▸ **WORK TO COMPLETE**
Pick out every line in the records below that contains the word "yellow" and copy each of those lines. Case counts, so only lines that match the letters' case should be included.
[Begin]
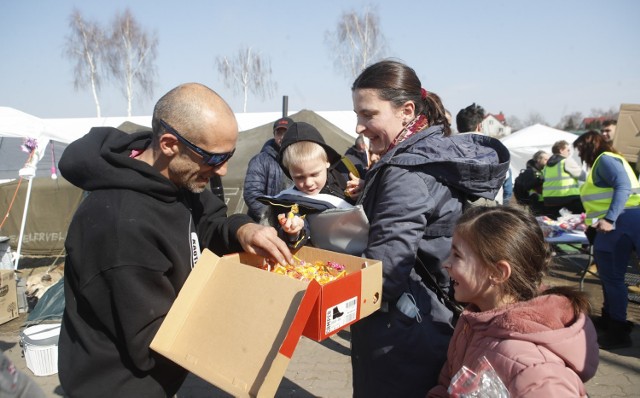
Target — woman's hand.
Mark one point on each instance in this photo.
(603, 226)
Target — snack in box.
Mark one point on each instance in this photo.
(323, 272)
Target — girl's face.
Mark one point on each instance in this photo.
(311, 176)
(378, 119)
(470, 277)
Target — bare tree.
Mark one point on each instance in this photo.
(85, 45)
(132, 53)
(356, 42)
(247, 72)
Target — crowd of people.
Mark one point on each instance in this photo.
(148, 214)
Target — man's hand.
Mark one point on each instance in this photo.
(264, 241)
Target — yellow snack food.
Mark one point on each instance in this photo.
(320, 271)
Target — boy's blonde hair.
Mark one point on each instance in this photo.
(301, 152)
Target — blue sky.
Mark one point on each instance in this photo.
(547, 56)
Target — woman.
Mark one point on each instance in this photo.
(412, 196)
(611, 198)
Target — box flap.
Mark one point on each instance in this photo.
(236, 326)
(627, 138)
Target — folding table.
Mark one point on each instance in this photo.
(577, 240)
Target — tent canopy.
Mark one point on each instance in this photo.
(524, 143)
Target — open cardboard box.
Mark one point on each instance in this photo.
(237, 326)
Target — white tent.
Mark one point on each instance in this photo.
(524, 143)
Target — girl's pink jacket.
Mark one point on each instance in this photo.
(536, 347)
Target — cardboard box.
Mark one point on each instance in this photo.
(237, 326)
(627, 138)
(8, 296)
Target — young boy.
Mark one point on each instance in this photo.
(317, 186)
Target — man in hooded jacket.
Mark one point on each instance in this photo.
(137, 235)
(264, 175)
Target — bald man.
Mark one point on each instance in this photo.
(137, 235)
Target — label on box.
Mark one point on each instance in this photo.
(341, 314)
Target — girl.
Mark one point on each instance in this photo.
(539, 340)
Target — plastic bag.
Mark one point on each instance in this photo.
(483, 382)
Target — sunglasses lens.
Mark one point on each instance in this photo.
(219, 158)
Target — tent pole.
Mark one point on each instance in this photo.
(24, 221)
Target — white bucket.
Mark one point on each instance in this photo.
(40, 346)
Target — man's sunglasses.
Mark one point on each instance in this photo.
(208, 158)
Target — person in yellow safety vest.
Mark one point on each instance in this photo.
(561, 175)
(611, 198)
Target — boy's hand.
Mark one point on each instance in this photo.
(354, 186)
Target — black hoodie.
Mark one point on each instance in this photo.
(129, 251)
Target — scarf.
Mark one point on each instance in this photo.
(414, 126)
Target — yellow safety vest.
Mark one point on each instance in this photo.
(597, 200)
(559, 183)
[End]
[Begin]
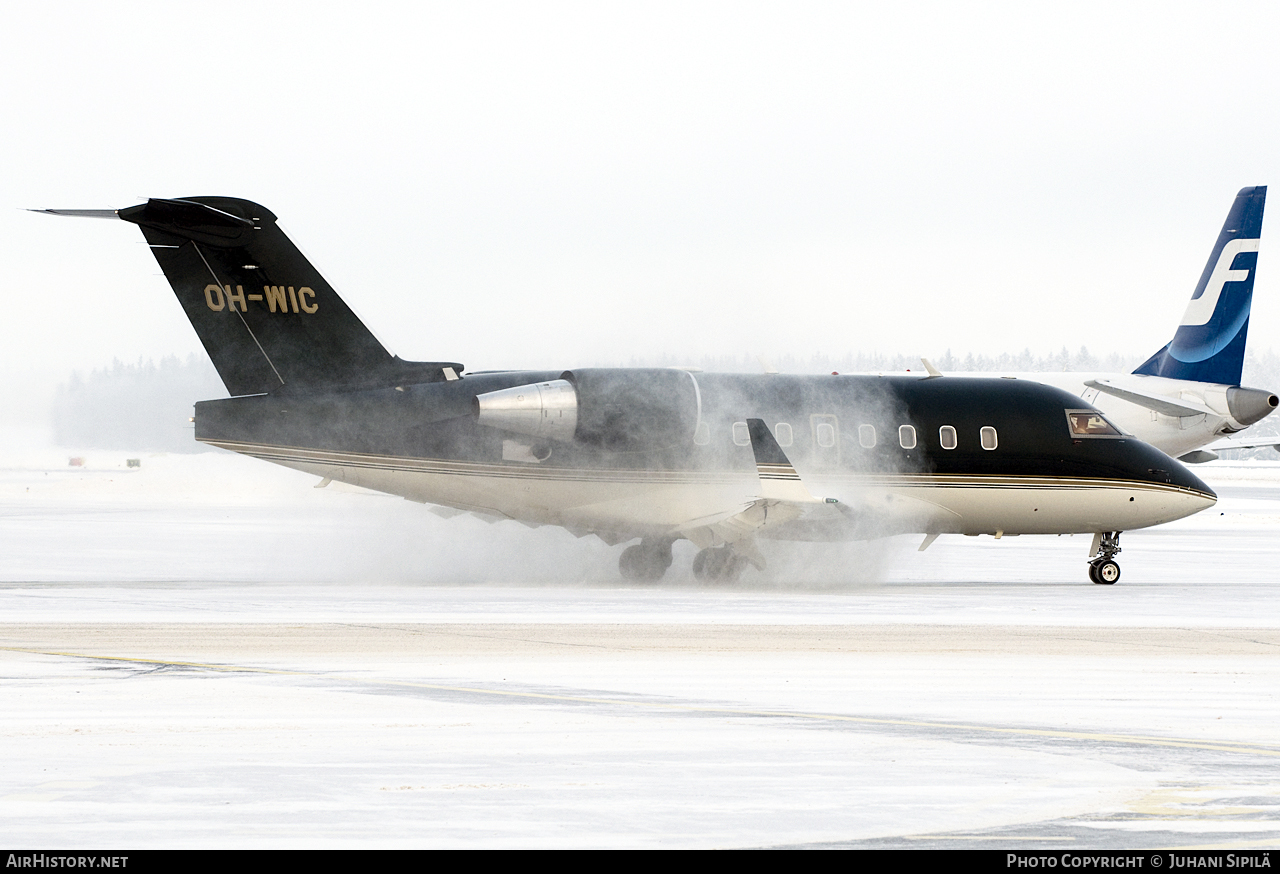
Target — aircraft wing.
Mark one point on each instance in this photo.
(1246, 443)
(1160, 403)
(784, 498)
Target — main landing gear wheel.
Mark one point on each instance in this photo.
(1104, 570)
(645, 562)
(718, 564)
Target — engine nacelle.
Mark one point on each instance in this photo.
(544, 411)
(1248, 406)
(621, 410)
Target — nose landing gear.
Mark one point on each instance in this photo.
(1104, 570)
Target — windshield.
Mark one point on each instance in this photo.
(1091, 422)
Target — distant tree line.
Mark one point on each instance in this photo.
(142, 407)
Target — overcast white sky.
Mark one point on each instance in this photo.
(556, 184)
[End]
[Begin]
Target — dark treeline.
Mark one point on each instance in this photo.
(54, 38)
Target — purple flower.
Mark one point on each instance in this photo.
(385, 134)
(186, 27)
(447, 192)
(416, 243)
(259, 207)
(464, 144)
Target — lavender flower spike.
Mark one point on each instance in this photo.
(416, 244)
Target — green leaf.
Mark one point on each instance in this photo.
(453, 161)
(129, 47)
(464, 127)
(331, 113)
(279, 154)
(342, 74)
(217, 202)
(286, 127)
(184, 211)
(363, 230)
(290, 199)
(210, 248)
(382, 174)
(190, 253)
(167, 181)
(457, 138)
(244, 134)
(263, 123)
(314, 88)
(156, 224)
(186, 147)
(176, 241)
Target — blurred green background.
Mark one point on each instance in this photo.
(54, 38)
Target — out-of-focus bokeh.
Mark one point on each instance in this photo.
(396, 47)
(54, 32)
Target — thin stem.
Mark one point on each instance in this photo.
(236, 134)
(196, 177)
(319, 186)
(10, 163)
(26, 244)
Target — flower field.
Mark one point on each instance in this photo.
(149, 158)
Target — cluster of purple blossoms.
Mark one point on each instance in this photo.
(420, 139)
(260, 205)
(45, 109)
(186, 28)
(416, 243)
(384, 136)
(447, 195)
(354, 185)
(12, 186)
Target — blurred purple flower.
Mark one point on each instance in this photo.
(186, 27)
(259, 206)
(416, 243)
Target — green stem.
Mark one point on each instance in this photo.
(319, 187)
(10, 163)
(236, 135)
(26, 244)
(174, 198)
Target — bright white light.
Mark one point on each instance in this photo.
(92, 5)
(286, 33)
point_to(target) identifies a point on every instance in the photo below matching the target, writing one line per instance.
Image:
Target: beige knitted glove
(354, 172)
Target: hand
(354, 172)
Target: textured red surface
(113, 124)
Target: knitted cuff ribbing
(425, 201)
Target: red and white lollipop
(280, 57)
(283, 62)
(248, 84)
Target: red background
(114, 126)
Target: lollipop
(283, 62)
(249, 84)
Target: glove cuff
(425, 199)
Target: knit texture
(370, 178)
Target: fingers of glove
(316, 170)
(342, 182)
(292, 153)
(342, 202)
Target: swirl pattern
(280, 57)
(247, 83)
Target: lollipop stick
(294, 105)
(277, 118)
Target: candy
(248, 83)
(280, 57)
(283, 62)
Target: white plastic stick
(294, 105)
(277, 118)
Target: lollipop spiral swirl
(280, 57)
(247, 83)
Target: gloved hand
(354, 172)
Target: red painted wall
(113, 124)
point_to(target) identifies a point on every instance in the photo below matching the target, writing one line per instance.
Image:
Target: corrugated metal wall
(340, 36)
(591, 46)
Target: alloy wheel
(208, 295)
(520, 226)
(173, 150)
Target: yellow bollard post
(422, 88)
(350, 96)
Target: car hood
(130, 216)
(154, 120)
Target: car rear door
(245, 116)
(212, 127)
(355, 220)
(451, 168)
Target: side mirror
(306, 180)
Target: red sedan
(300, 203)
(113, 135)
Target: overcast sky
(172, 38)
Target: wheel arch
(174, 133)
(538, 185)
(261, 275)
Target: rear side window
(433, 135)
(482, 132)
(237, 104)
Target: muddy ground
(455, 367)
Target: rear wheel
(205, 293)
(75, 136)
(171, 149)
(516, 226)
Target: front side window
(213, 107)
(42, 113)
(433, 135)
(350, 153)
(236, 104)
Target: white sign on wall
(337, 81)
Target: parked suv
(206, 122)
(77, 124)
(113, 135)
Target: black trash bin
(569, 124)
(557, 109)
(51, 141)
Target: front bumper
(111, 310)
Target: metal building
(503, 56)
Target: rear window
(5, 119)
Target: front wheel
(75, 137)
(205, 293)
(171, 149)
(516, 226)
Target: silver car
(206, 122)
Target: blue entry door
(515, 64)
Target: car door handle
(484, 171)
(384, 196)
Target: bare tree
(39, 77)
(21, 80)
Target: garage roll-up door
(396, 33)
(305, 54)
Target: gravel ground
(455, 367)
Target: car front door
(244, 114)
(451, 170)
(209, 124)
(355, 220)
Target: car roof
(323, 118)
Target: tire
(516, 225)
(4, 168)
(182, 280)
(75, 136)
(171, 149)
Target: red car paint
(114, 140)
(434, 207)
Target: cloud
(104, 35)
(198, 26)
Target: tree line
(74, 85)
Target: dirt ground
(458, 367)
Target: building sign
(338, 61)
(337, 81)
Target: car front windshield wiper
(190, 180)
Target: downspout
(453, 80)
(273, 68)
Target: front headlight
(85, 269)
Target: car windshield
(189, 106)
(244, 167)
[End]
▸ **THE OUTPUT**
Target — yellow snack food.
Target — person in yellow safety vest.
Target — yellow safety vest.
Target: yellow bollard post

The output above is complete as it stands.